_TASK SET_
- 1) In the forum thread on LLVM for MOS, what does johnwbyrd say LLVM uses internally for documentation?
- 2) Write a continuation of the forum thread on LLVM for MOS, starting right after the last post.

-- Start of PASSAGE SHOWN --

LLVM for MOS update 2020.08.19

laoo · Post by **laoo** » Wed Sep 09, 2020 2:25 pm

johnwbyrd wrote:

I don't understand what a "section target specific flag" is.

Obviously I'm not an expert. I've just spotted that the section flags are pretty extetsible. Please look that there are placeholders for target specific flags and processor-specific flags. There are already X86, MIPS and ARM specific flags. Additionally the .section pseudo-op in GAS has a flags argument being a string of letters that are mapped to above-mentioned enumeration. I was just thinking about adding a new mos-specific flag here and not depend on arbitrary list of section names that will denote zero-page sections.

johnwbyrd · Post by **johnwbyrd** » Wed Sep 09, 2020 3:06 pm

cjs wrote:

Clever comments aside, this is really great work, and I'm really happy to see it all easily available on GitHub. The only suggestion I would make there is to move all that great documentation in the wiki into `.md` files in your repo instead, so that pulling the repo gets the documentation, too, and so it's easier to track changes to it and to keep the code and documentation updates together. (Markdown files in a repo can be browsed and searched in pretty much the same way as the Wiki; see, e.g., my sedoc repo for an example.)

Thank you for the encouragement. I take it where I can get it.

I'm aiming to make this port part of LLVM proper someday, and as such I am trying to rigidly follow LLVM coding and documentation standards during development. LLVM uses Sphinx internally for documentation, not Markdown.

Things are in such flux with llvm-mos right now, that I figured it would be best just to document it wiki style until it becomes feature complete.

I intend to be fairly loosey goosey about letting others make changes to the wiki, if anyone feels that they need write access.

White Flame · Post by **White Flame** » Thu Sep 10, 2020 9:08 am

Does LLVM have different classes of registers that it can handle differently? Because maybe you could define zeropage as a set of 256 registers. Just a random thought.

BigEd · Post by **BigEd** » Thu Sep 10, 2020 9:12 am

(Somewhat parenthetically: the small fly in the ointment of 'zero page as 256 registers' is that zero page is 256 bytes. And yet commonly zero page is used to store addresses, for the use of indexed modes, and there's room for 128 of those. And then, they don't need to be aligned. So it's a bit more subtle than a big byte-wide register file. Not that I've ever dealt with the internals of a compiler.)

-- End of PASSAGE SHOWN --
-- Start of INFORMATION GIVEN --

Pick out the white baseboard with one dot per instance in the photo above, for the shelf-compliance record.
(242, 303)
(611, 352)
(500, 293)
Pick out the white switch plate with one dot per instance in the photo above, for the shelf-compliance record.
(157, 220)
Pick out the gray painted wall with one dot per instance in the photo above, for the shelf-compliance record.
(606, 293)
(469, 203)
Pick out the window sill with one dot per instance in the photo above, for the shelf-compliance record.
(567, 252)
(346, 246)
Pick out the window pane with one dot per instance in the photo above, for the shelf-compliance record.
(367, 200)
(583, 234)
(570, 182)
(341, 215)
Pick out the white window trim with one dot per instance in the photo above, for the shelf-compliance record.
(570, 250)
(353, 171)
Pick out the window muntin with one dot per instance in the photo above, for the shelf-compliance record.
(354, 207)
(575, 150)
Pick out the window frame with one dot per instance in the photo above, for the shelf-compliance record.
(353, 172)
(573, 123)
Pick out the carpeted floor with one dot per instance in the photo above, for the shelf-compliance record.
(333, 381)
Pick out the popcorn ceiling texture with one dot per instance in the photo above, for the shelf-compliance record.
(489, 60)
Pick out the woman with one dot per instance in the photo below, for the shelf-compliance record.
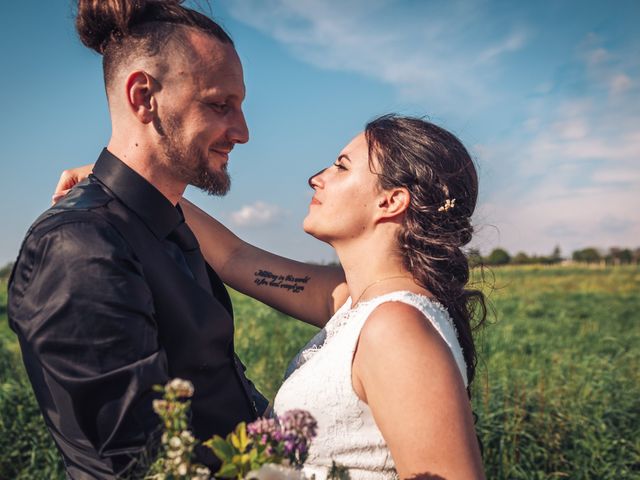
(387, 377)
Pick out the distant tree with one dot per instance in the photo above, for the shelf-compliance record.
(498, 256)
(521, 258)
(5, 271)
(474, 257)
(587, 255)
(556, 255)
(626, 256)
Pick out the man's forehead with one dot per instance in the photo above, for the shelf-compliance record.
(216, 64)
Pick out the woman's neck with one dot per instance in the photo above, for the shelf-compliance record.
(372, 268)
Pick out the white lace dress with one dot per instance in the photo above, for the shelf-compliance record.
(319, 380)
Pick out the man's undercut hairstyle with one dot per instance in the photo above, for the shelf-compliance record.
(117, 29)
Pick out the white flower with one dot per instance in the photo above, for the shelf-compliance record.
(181, 388)
(202, 473)
(271, 471)
(159, 406)
(187, 437)
(175, 442)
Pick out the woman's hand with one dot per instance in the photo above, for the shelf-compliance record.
(68, 179)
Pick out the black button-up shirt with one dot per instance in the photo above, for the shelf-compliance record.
(105, 307)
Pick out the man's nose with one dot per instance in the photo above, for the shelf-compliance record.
(238, 130)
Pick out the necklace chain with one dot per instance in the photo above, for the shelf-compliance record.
(375, 283)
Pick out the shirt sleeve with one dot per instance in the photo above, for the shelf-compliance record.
(84, 315)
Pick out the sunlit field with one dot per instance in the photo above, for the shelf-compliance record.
(557, 390)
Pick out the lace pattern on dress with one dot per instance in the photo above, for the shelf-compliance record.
(319, 380)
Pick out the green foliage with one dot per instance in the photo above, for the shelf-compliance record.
(557, 387)
(238, 453)
(557, 390)
(586, 255)
(498, 256)
(27, 449)
(5, 271)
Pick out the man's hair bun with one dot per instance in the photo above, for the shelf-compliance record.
(100, 21)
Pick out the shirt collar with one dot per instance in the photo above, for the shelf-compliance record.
(155, 210)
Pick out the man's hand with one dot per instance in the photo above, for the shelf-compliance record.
(68, 179)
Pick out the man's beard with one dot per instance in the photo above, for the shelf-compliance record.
(190, 164)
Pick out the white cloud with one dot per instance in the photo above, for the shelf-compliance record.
(619, 84)
(418, 50)
(568, 176)
(575, 180)
(258, 214)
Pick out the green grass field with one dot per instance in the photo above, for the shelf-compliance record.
(557, 390)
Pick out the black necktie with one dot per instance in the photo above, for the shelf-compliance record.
(186, 240)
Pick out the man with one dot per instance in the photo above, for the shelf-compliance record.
(110, 294)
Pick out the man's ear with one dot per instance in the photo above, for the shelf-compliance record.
(394, 202)
(140, 95)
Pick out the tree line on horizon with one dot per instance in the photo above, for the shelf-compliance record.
(590, 255)
(500, 256)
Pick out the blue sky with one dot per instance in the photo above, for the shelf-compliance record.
(546, 96)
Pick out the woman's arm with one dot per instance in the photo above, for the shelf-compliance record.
(311, 293)
(407, 375)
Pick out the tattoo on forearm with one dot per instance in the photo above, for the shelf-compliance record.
(288, 282)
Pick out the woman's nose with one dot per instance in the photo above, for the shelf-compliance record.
(314, 180)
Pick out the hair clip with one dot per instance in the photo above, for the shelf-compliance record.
(448, 205)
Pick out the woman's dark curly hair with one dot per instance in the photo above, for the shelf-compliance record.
(434, 166)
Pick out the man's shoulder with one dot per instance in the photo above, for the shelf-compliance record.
(85, 203)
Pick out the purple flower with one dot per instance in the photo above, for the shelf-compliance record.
(287, 437)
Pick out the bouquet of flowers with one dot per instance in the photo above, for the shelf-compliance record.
(267, 449)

-- End of INFORMATION GIVEN --

_RESULTS BY TASK_
- 1) Sphinx.

- 2)
White Flame · Post by **White Flame** » Thu Sep 10, 2020 10:02 am

Sure, but some other architectures deal with somewhat related issues, like AX overlapping with AH & AL on 8086. But yes, that's different than the 16-bit vector (zp04) overlapping with (zp03) and (zp05), and the fact that a single 8-bit zp location is part of 2 simultaneous vectors.

BigEd · Post by **BigEd** » Thu Sep 10, 2020 10:57 am

On reflection, it wouldn't hurt too much, I think, to insist that pointers should be aligned.

laoo · Post by **laoo** » Thu Sep 10, 2020 12:42 pm

The other thing that might be a problem when treating zp as a register file: when programming in assembly by hand we really seldom treat it as registers. There are virtually no scenarios where a data from memory would be transferred to zp, manipulated and then written back - and that's the way registers work. We even don't have special instructions that does stuff on zp explicitly. It's just a memory that is faster and has additional usage - to store pointers. So I'm afraid that tuning the compiler to tread zp as registers could produce ridiculous scenarios of transferring data between zp and memory hence and forth.

johnwbyrd · Post by **johnwbyrd** » Thu Sep 10, 2020 9:51 pm

laoo wrote:

johnwbyrd wrote:

I don't understand what a "section target specific flag" is.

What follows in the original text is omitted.